#### [Data section]
▬▬▬▬▬▬▬▬▬▬
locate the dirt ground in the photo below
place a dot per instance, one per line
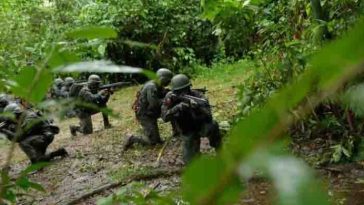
(96, 160)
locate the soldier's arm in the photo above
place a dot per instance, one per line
(171, 109)
(153, 98)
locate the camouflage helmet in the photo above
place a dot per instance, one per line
(58, 81)
(94, 79)
(13, 108)
(164, 73)
(180, 82)
(69, 80)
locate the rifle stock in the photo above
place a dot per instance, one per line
(115, 85)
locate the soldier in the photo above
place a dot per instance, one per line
(34, 135)
(68, 82)
(94, 100)
(147, 109)
(4, 101)
(191, 112)
(56, 89)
▬▬▬▬▬▬▬▬▬▬
#### [Given exercise]
Reproduce the lines of the listing above, from the line containing "locate the camouflage" through the end of the listing, inclusive, substituting "marker" for each occurrence of "dot" and leaving everything else unaltered.

#### [Task solution]
locate the camouflage helmet in the photo above
place a marker per instance, one per line
(58, 81)
(94, 79)
(13, 108)
(164, 73)
(180, 82)
(69, 80)
locate the rifle stock in the photo above
place a marker per instance, one per line
(115, 85)
locate the soldier in the photo above
place a marker per instance, one per line
(34, 135)
(68, 82)
(94, 100)
(147, 109)
(4, 101)
(191, 112)
(56, 89)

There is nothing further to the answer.